## Work item
Starting with the line that contains "SCAN overcast sky -> rect" and stopping after the line that contains "SCAN rear quarter window -> rect", copy the entries below exactly. Include nothing else.

═══

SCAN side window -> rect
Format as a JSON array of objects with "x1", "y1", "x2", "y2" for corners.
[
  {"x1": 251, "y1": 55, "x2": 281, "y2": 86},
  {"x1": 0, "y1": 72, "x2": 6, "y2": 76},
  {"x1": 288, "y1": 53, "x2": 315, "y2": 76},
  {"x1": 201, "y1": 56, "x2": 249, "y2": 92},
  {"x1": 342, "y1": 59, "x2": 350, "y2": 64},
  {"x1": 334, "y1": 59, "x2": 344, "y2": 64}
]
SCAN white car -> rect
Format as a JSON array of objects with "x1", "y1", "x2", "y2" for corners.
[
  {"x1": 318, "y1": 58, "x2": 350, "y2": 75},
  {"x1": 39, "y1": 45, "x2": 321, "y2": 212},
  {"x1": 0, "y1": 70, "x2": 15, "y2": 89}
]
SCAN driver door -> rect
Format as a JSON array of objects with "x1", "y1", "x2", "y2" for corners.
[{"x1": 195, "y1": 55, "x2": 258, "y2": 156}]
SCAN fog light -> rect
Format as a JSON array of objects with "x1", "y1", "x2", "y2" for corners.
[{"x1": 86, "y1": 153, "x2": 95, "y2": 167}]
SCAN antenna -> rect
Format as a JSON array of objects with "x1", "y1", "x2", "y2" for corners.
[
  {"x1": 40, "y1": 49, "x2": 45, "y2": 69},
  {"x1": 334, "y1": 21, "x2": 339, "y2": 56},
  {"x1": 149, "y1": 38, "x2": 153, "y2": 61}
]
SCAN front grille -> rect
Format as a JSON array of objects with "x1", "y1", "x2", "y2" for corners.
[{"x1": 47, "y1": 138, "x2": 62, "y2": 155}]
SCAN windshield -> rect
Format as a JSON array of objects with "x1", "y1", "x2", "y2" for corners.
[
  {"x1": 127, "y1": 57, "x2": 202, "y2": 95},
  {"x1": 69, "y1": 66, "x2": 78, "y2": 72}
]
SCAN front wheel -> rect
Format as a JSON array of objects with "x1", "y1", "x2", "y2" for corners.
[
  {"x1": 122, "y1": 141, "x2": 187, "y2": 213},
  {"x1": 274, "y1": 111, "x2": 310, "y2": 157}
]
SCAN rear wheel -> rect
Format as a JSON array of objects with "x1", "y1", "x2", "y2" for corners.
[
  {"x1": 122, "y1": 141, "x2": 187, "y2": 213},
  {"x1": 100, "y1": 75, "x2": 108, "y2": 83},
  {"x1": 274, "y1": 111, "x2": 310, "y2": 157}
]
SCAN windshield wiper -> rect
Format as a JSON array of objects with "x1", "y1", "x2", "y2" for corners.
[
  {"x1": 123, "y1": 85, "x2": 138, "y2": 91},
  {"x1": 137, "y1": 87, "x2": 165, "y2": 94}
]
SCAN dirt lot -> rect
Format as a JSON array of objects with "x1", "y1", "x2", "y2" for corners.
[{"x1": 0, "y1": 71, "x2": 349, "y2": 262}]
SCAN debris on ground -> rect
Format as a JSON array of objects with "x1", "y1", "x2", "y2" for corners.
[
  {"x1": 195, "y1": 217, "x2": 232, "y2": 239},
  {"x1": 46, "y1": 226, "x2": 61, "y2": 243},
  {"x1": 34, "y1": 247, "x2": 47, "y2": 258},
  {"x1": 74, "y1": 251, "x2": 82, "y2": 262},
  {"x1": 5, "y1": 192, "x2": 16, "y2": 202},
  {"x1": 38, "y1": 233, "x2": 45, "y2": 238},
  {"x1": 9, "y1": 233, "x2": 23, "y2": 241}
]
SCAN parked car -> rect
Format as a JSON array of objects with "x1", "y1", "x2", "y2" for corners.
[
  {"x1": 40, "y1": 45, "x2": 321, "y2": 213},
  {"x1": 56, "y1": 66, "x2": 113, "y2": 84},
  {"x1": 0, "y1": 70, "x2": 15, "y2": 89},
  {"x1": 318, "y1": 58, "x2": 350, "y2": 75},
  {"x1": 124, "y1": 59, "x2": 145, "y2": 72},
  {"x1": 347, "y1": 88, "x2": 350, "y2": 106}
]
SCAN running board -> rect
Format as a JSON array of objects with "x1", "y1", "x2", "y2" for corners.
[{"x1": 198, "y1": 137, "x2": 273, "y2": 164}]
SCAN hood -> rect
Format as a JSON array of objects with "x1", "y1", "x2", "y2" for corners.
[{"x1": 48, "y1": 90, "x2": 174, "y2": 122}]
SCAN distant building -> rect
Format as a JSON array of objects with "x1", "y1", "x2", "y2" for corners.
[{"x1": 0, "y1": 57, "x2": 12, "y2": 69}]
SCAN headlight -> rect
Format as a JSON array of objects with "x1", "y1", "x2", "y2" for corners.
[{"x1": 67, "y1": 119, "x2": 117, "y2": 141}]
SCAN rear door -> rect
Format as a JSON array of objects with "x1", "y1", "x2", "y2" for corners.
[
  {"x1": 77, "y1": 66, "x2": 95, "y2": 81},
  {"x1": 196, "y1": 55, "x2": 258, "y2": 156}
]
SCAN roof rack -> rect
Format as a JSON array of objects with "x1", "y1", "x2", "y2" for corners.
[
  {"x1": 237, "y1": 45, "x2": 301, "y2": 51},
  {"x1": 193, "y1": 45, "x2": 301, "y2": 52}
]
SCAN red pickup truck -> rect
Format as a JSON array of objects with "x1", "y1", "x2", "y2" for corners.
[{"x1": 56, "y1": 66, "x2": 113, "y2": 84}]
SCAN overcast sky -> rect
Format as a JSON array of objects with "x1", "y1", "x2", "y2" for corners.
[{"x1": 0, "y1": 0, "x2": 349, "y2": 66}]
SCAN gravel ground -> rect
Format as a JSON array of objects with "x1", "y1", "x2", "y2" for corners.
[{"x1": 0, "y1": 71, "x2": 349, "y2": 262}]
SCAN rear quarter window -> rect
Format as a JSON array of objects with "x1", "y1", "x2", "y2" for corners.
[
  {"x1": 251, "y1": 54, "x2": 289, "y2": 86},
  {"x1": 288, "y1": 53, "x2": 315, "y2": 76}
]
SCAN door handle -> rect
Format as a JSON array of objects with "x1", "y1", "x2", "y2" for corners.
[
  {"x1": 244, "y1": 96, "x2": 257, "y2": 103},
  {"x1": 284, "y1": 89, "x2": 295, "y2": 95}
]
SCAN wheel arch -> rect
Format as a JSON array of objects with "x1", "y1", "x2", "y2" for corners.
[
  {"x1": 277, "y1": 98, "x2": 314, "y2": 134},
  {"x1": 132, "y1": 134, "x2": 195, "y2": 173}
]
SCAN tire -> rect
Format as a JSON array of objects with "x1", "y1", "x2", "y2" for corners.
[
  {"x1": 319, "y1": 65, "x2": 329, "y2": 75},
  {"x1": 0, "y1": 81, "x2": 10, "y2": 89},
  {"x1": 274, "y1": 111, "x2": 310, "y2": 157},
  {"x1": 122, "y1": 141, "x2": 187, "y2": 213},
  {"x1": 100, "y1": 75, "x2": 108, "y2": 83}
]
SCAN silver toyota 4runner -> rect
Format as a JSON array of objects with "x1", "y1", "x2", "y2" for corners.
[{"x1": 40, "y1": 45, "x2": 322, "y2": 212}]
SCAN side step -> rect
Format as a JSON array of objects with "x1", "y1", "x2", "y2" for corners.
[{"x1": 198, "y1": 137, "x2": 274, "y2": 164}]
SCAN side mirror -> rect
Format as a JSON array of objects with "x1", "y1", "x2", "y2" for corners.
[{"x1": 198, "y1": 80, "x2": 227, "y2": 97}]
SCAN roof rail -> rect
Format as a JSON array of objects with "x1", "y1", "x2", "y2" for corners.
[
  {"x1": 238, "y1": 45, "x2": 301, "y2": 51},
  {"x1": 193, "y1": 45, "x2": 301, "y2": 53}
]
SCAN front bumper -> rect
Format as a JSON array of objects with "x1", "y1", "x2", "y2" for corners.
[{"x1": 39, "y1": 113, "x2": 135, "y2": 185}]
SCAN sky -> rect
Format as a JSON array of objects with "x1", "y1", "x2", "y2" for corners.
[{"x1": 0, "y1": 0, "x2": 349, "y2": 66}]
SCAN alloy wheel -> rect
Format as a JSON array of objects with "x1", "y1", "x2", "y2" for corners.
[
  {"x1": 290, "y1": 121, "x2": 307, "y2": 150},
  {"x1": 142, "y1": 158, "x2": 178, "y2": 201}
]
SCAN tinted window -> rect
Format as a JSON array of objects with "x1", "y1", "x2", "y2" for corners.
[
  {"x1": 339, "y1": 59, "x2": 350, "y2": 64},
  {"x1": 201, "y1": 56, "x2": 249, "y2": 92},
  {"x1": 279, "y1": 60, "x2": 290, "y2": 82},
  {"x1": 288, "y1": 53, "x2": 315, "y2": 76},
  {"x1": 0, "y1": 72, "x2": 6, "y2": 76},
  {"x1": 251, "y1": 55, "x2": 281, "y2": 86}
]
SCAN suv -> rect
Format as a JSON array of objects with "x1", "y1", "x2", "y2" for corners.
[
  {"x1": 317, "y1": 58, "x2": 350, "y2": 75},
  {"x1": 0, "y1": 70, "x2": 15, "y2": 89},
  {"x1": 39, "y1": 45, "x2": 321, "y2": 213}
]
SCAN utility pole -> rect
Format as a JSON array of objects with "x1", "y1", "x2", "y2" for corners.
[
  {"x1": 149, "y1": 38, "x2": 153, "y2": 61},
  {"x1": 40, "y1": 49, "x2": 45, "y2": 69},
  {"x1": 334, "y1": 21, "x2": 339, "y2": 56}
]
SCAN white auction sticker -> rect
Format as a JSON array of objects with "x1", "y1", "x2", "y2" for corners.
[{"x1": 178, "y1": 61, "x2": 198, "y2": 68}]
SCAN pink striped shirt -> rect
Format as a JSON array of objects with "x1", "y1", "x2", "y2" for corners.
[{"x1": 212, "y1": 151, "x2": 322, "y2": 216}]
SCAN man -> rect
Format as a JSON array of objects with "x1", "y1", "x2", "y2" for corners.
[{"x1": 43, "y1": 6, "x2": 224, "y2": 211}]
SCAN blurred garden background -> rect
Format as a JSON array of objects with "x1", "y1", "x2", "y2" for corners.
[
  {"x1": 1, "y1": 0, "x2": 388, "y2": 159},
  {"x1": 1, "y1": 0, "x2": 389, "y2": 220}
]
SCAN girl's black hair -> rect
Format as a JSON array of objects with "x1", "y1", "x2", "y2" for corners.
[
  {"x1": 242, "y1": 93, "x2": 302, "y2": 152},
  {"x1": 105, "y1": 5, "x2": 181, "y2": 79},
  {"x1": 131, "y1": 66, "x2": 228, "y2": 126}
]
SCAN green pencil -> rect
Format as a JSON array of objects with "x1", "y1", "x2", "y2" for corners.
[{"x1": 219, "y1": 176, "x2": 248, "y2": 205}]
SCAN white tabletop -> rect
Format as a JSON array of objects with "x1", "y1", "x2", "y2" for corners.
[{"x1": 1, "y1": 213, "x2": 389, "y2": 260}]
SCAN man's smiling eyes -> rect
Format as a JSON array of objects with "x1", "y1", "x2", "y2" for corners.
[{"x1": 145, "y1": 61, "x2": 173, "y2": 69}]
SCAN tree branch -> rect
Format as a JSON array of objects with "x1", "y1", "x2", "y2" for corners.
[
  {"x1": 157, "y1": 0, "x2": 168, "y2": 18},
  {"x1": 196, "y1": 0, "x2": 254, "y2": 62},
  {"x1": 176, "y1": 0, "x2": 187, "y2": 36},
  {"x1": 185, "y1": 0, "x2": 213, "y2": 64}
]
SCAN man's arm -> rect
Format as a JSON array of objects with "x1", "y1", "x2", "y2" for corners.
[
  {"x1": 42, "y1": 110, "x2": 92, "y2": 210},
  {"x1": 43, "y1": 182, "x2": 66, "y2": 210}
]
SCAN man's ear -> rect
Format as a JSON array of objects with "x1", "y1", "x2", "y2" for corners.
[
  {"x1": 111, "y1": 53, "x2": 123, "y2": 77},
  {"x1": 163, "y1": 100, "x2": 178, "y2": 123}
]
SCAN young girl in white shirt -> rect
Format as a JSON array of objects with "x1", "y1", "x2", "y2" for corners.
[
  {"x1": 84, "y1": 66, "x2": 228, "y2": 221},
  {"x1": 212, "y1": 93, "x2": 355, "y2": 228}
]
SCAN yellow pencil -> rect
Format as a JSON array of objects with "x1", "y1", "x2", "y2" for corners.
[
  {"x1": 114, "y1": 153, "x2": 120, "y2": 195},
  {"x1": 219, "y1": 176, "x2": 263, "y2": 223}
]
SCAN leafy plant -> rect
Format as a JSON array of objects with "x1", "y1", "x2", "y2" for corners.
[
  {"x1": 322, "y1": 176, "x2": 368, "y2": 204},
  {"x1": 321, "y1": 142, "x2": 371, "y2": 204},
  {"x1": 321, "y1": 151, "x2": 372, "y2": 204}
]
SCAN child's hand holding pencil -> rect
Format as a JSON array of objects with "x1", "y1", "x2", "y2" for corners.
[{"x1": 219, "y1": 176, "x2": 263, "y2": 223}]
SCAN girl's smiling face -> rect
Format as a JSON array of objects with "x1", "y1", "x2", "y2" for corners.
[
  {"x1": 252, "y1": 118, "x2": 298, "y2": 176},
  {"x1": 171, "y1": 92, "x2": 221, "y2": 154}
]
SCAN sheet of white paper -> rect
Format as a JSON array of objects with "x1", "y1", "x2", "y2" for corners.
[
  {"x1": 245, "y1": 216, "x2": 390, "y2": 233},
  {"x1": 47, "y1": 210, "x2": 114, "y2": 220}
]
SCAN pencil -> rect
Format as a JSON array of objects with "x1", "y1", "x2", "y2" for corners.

═══

## Exercise answer
SCAN overcast sky -> rect
Format as a JSON array of objects with "x1", "y1", "x2", "y2" for corners.
[{"x1": 0, "y1": 0, "x2": 349, "y2": 66}]
SCAN gravel ground -> rect
Format as a JSON array of objects with "x1", "y1", "x2", "y2" for corners.
[{"x1": 0, "y1": 71, "x2": 349, "y2": 262}]
SCAN rear quarter window -> rect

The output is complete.